1985, a new beginning, an awakening. Perhaps the trick is to take the feelings which I called depressed, which moved me to a wariness just outside of skepticism fed by a cynical stoicism acrobatically toughened, and turn them into some sense of can-do; into an energy which drives itself…on, forward…

Nor to deny Orwell, but to rotate and translate his vision into the time of all of time from the perspectives of now, of then, of once-upon-a-time and always will.

The feelings, self-justifying, the bad conscience of our age, need to be grasped for the power they possess to push, and turn to…

What, now is the question I pose, the query I wish almost to dodge in its doing?

1985, it has arrived; almost in spite of itself, a prophecy well-served, a wish to avoid the rebound which 1984 mirrors in its bouncing.

and “move on out”…

The meanings and concepts of our being in the world reduced by language; reduced to a language in which opposites proclaim each other’s territories: War is Peace, and Peace is War, and so it is in the actuality of 1984.

1984 – the novel; 1984 – the year of our being; appear so different.

1984 – the novel, dark, brooding, each day rewritten, revised so there is no longer any sense of tomorrow. Each next moment is promised, then stolen. Time is guaranteed, robbed, promised…a theoretical exercise in “Doublethink.” The concept of time, of history reduced is going, going…gone

1984 – today, this weekend; our experience, not Orwell’s imagination.  Yet here we are pondering what he said, wondering what was warning; what was prophecy. What is this time, 1984, the year of our being, here together? The wars, vague; the blanket upon our lives the darkness and dystopia of nuclear holocaust that each next moment does not rewrite the last moments, but that Life itself may disappear and all our concepts flow down some Divine drain: opposites, metaphors, histories, ironies, concepts, words, gone; all gone.

1984 – the novel, warned us that we would not recognize 1984, the year of our being, for what it would be, and what it is.

1984 – our being cast into a deepening quest and search for meaning, not that words and history reduce, revise, but that the concept of existence is cast in deepening doubt.

…for what I cannot have, sometimes fill me with a sense of incompleteness which almost screams with its intensity.

…for what I do not have, are different. These seem like envy or jealousy for a life which could have gone some other ways, but didn’t.

* **EXERCISE REQUIREMENTS**
1. Answer from the reflection on 1984.
(a) Which example does the text give of opposites proclaiming each other's territories?
(b) In the novel, what happens to each next moment?
(c) What does the text say the novel warned us about?
2. Print the part of the reflection on 1984 that opens with the words containing "The meanings and" and closes with "actuality of 1984.", copying it without any change.
Rely on nothing but the reflection on 1984.

* **GIVEN DATA**
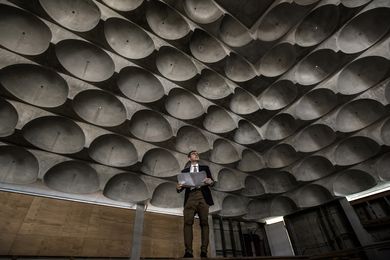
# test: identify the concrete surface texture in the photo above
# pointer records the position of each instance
(286, 101)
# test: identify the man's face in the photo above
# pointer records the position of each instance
(194, 157)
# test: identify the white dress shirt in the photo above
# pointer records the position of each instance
(192, 169)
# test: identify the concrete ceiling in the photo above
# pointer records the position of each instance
(287, 101)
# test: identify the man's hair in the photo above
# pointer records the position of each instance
(189, 154)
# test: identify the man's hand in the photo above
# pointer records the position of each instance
(208, 181)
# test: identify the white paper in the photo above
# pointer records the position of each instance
(192, 179)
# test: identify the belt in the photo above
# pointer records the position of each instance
(195, 189)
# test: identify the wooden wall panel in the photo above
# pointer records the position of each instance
(31, 225)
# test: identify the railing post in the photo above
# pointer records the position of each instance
(137, 232)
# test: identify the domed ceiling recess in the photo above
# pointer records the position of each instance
(286, 101)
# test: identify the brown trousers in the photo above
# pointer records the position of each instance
(196, 205)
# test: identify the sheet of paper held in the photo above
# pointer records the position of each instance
(192, 179)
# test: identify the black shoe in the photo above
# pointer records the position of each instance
(188, 255)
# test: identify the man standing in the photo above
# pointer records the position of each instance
(197, 200)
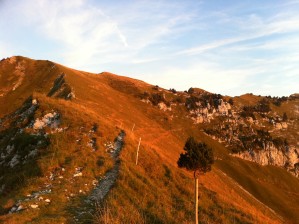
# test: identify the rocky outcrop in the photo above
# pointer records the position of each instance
(272, 156)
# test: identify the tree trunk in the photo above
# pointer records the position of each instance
(196, 198)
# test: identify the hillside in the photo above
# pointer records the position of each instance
(68, 143)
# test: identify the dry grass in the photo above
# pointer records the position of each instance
(155, 191)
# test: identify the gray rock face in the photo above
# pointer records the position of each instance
(273, 156)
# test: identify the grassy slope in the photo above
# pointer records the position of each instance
(156, 191)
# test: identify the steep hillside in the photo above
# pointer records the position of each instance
(68, 143)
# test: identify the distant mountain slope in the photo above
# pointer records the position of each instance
(59, 128)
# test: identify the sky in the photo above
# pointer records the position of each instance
(230, 47)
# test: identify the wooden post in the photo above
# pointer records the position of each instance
(138, 151)
(196, 200)
(196, 196)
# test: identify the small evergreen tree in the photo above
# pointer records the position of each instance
(198, 157)
(285, 116)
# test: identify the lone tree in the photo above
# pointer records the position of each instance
(198, 157)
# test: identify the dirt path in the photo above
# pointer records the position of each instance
(85, 213)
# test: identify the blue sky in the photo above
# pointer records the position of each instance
(224, 46)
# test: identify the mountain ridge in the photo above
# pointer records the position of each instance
(163, 119)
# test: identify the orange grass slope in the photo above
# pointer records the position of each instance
(114, 101)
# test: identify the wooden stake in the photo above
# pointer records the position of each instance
(196, 200)
(138, 151)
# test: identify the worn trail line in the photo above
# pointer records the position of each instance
(86, 212)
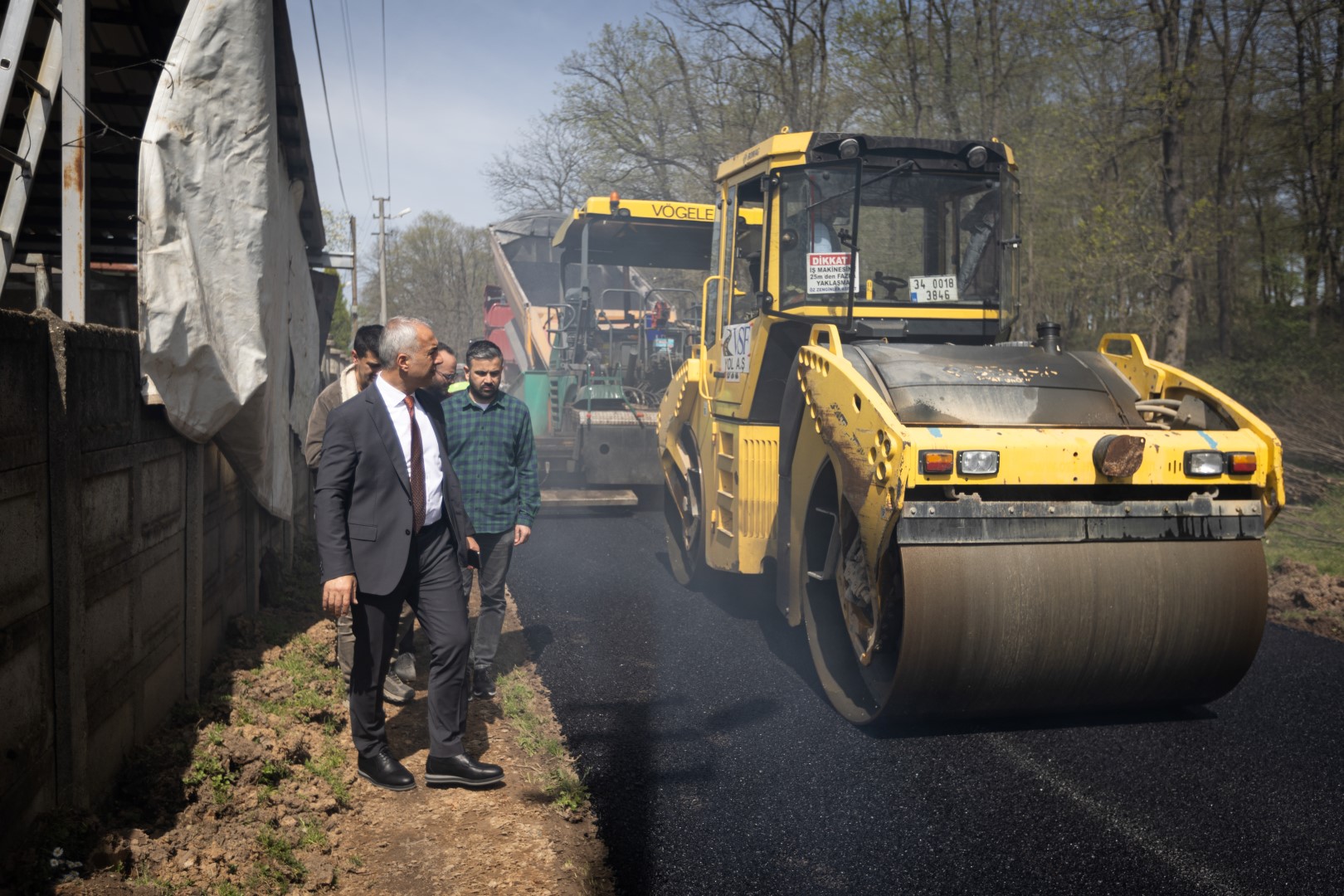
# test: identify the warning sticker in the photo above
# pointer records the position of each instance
(830, 273)
(933, 289)
(737, 351)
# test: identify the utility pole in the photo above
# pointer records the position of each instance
(382, 257)
(353, 282)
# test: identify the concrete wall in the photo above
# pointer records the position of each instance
(125, 547)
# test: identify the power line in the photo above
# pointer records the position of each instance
(331, 128)
(358, 106)
(387, 143)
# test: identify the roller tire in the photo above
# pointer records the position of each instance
(687, 563)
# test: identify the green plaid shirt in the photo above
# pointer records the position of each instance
(494, 460)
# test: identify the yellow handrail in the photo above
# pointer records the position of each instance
(706, 371)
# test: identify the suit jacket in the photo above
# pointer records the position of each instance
(363, 496)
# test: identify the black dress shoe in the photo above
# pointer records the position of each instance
(385, 772)
(461, 770)
(483, 683)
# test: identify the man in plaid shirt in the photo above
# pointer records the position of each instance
(489, 445)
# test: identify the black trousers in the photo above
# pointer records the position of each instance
(431, 585)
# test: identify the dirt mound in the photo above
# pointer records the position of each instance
(253, 790)
(1303, 598)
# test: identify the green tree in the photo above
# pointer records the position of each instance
(340, 331)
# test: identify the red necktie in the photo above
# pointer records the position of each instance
(417, 469)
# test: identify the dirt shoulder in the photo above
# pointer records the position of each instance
(253, 790)
(1303, 598)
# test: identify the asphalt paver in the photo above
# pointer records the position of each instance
(717, 765)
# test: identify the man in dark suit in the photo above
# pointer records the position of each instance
(392, 528)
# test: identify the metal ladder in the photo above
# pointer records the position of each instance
(43, 88)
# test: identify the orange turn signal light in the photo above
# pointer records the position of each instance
(936, 461)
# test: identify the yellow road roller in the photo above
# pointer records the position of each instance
(967, 525)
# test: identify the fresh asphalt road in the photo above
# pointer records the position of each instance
(717, 765)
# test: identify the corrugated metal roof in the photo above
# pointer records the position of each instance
(128, 42)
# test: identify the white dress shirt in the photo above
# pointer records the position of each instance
(396, 401)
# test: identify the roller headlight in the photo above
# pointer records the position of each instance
(1205, 464)
(977, 462)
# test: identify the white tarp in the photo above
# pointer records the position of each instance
(227, 320)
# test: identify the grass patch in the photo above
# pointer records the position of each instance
(208, 772)
(311, 833)
(1311, 535)
(516, 700)
(566, 790)
(329, 768)
(279, 867)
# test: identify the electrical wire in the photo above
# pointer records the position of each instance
(331, 128)
(357, 105)
(387, 143)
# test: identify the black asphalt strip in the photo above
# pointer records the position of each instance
(717, 765)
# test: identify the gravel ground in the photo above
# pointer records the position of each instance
(717, 765)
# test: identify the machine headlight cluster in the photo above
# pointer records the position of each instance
(1218, 462)
(977, 462)
(967, 462)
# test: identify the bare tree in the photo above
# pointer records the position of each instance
(1177, 56)
(437, 269)
(543, 168)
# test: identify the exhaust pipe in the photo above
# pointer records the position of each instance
(1047, 338)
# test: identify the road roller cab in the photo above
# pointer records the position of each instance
(965, 524)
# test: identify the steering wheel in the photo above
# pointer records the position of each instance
(890, 284)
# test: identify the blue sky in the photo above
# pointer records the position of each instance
(463, 80)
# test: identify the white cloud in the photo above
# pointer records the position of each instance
(461, 80)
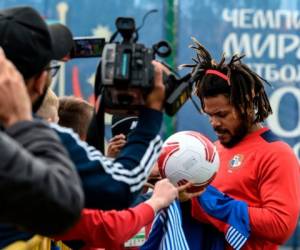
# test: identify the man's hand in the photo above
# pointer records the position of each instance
(15, 103)
(164, 194)
(156, 98)
(115, 145)
(185, 194)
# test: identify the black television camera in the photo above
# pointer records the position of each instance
(125, 73)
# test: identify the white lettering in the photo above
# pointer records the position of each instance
(284, 47)
(233, 44)
(273, 120)
(245, 21)
(231, 17)
(263, 19)
(259, 48)
(288, 73)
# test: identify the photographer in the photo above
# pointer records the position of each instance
(33, 165)
(107, 184)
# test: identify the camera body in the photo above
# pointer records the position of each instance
(125, 74)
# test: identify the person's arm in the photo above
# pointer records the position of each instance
(279, 190)
(39, 188)
(115, 184)
(113, 228)
(279, 186)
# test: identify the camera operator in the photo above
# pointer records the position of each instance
(30, 169)
(107, 184)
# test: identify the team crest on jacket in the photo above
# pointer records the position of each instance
(236, 161)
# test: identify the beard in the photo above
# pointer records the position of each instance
(239, 133)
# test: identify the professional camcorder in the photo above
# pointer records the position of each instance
(125, 74)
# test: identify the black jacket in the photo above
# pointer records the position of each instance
(39, 188)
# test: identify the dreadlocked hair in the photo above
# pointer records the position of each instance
(244, 88)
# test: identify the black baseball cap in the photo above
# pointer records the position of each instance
(121, 124)
(29, 42)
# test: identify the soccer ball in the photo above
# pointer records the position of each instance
(189, 156)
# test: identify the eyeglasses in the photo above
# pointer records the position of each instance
(53, 69)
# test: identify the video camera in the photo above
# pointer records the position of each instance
(125, 74)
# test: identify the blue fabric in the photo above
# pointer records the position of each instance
(232, 212)
(120, 181)
(173, 229)
(166, 232)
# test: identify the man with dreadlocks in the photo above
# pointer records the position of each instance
(256, 167)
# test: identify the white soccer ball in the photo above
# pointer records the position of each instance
(189, 156)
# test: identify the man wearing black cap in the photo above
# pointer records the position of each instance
(38, 181)
(107, 184)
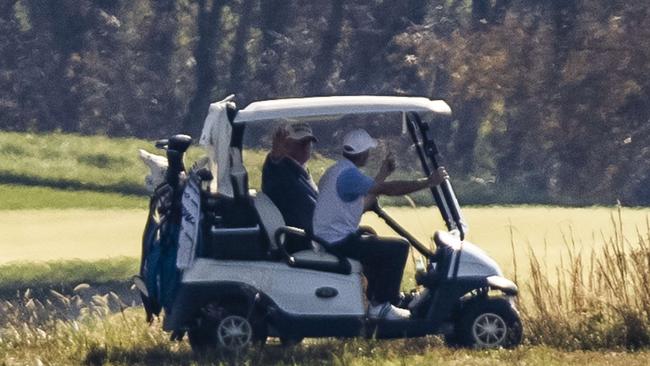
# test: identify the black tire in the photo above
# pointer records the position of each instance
(489, 323)
(211, 332)
(291, 341)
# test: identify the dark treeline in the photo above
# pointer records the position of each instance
(550, 97)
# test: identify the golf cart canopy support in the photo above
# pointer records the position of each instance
(337, 105)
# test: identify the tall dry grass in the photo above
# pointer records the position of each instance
(594, 299)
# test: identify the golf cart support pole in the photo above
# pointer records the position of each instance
(443, 194)
(402, 232)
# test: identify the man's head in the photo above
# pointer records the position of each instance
(356, 146)
(299, 141)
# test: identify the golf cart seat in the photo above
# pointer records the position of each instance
(316, 258)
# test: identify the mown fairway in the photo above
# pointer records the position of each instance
(72, 210)
(43, 235)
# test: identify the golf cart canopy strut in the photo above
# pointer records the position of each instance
(337, 105)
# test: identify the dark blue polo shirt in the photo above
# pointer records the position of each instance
(292, 189)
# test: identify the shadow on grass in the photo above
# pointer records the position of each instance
(326, 351)
(322, 354)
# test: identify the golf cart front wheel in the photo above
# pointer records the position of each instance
(226, 330)
(491, 323)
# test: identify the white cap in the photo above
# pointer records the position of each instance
(358, 141)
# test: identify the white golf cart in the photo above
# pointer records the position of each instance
(215, 261)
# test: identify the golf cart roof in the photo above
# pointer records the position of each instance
(337, 105)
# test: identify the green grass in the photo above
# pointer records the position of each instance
(594, 310)
(17, 197)
(69, 273)
(70, 171)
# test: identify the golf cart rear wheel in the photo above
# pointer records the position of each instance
(490, 323)
(227, 329)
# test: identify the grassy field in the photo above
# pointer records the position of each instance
(89, 234)
(72, 210)
(63, 171)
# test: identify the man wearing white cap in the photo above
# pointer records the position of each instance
(344, 194)
(286, 180)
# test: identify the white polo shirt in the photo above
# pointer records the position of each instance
(339, 206)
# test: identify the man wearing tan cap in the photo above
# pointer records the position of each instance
(286, 180)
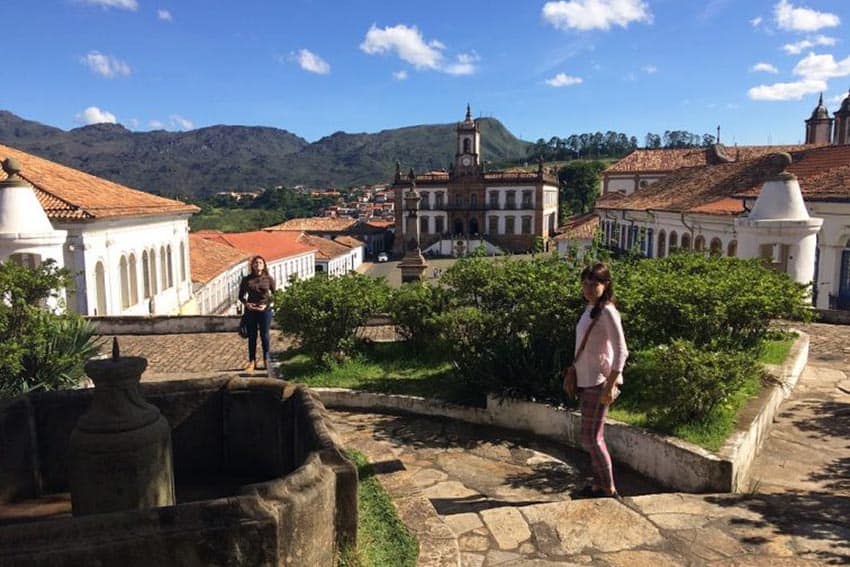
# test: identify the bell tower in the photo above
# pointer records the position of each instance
(819, 126)
(467, 155)
(842, 122)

* **FULL ANSWERS**
1.
(a) "War is Peace, and Peace is War."
(b) Each next moment is promised, then stolen.
(c) That we would not recognize 1984, the year of our being, for what it would be and what it is.

2.
The meanings and concepts of our being in the world reduced by language; reduced to a language in which opposites proclaim each other’s territories: War is Peace, and Peace is War, and so it is in the actuality of 1984.